◆ **SET TASKS**:
1. On which day of the week and at what hours does the seminar series described on the Stats4Grads page meet?
2. Reproduce the stretch of the Stats4Grads page from "Durham University Statistics and Probability Group" through "of Mathematical Sciences." without any changes.

Durham University Statistics and Probability Group
Durham University Statistics and Probability

Stats4Grads

Welcome to the Stats4Grads website! Here you will find all the information about the seminar series.

Stats4Grads is a weekly seminar in statistics, organised by and for postgraduate students. We meet on Wednesdays from 1pm-2pm, usually in CM105, with tea, coffee and biscuits provided by the Department of Mathematical Sciences.

Stats4Grads is a great chance to see the other ways postgraduate students use statistics: statisticians can better understand the importance and applications of statistics, how the subject is being used in current "real-world" problems, and what techniques and approaches are needed in the future. Meanwhile, the non-statisticians can learn about new methods and techniques being developed, and get help and insight from students who may have a deeper understanding of the theory behind statistical methods.

Feel free to invite a friend or collaborator from another institution or department to give a talk if they're in town!

Organiser: Clare Wallace. For information or to give a talk contact: clare.wallace@durham.ac.uk .

Stats4Grads Timetable 2018/2019

For details of previous years' seminars, click here.

Finite-dimensional distributions of the height of a renewal model

Speaker: Clare Wallace, Department of Mathematical Sciences
Wednesday 20 March 2019: 1pm, CM105

Suppose we have a collection of blocks with (integer) heights and widths, and we use a random selection of them to build a stick whose total width is $n$.
Working from left to right, we track the cumulative total height at the endpoints of each block. We can linearly interpolate between these endpoints to create a piecewise linear height function for the whole stick.
Under a few assumptions about the distributions of heights and widths of the blocks in our collection, we can write a central limit theorem for the height function at any $k$ points along its width. In particular, we can (almost) prove that the height function, properly rescaled, converges to the trajectories of the Brownian motion.

Avoiding local trapping problems in ABC

Speaker: Kieran Richards, Department of Mathematical Sciences
Wednesday 13 March 2019: 1pm, CM105

Approximate Bayesian Computation is a Bayesian technique that allows us to produce samples from a posterior distribution when the likelihood is intractable or computationally difficult to evaluate. Unfortunately ABC can often suffer from extreme local trapping problems where the sampler does not move for long periods of time and hence produces low quality samples that are of little use. We'll apply some stochastic approximation techniques to attempt to avoid the local trapping problem by penalizing the MCMC sampler for remaining in the same place for long periods of time and instead encouraging it to move more evenly around the sample space. We'll then test our new algorithm with some simulated examples and compare the results with those from standard ABC sampling.

◆ **DATASET ROWS**:
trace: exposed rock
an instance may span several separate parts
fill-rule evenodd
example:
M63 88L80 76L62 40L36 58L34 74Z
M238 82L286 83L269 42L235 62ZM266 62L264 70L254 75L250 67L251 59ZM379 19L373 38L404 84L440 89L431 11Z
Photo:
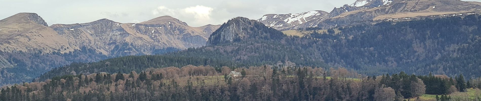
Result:
M208 45L239 42L248 39L278 39L285 36L255 20L238 17L227 22L209 38Z

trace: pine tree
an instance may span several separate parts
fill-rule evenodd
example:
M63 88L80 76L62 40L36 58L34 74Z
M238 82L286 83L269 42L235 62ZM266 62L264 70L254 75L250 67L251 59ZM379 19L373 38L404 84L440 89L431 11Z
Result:
M117 73L117 75L115 76L115 82L117 82L117 81L120 79L124 80L124 74L122 74L119 71L118 73Z
M100 83L100 82L102 81L102 77L101 76L101 75L100 74L97 74L97 75L96 75L95 82L97 83Z
M247 73L245 72L245 70L244 70L244 69L242 69L242 71L240 71L240 74L242 75L242 78L245 77L246 76L247 76Z
M456 79L456 87L457 87L458 90L459 92L466 92L466 83L464 81L464 77L463 76L463 74L460 74L459 76L457 77L457 79Z
M468 80L468 81L466 81L466 87L467 88L473 88L472 86L471 85L471 83L469 82L469 80Z

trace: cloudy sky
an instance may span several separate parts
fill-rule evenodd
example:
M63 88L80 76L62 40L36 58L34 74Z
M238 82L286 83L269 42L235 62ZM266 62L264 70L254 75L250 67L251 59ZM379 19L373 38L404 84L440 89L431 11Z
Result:
M463 0L481 1L481 0ZM168 15L198 27L242 16L330 11L355 0L0 0L0 19L19 12L38 14L49 24L86 23L107 18L137 23Z

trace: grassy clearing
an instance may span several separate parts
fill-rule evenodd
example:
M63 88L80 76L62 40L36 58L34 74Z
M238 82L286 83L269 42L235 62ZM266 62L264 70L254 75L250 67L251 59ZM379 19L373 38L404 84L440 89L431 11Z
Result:
M338 29L334 29L334 31L336 32L335 34L339 34L341 32L341 31ZM327 32L328 30L316 30L317 33L322 34L324 32ZM310 34L312 33L312 31L305 31L305 30L291 30L287 31L282 31L282 33L285 34L286 35L289 36L304 36Z
M467 98L469 99L468 101L476 101L476 98L478 96L481 95L481 90L478 89L468 89L467 92L456 92L453 93L449 94L449 96L451 97L451 99L456 101L457 100L465 100ZM438 96L441 97L441 95ZM436 101L436 95L434 94L423 94L422 96L419 96L419 99L421 101ZM410 101L415 101L416 98L411 98L409 99ZM457 100L456 100L457 99ZM406 99L406 100L407 99Z

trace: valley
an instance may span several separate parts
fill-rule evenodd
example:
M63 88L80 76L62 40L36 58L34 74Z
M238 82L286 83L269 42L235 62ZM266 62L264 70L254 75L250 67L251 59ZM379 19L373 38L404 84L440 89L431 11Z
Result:
M1 20L0 101L481 99L479 2L356 0L222 25L179 20L218 13L197 6L161 6L154 15L179 19L136 23Z

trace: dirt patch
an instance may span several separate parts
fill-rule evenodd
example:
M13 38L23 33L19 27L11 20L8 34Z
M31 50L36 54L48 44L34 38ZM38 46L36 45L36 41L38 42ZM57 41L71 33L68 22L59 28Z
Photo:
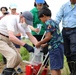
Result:
M23 70L23 73L18 75L25 75L25 65L25 63L21 63L21 69ZM5 65L3 64L3 62L0 62L0 73L3 71L4 66Z

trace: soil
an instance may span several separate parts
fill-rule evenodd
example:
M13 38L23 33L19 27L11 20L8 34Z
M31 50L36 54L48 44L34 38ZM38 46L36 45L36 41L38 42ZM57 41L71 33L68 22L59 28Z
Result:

◆ **RESPONSES FOR EACH TASK**:
1. Wednesdays, from 1pm to 2pm.

2.
Durham University Statistics and Probability Group
Durham University Statistics and Probability

Stats4Grads

Welcome to the Stats4Grads website! Here you will find all the information about the seminar series.

Stats4Grads is a weekly seminar in statistics, organised by and for postgraduate students. We meet on Wednesdays from 1pm-2pm, usually in CM105, with tea, coffee and biscuits provided by the Department of Mathematical Sciences.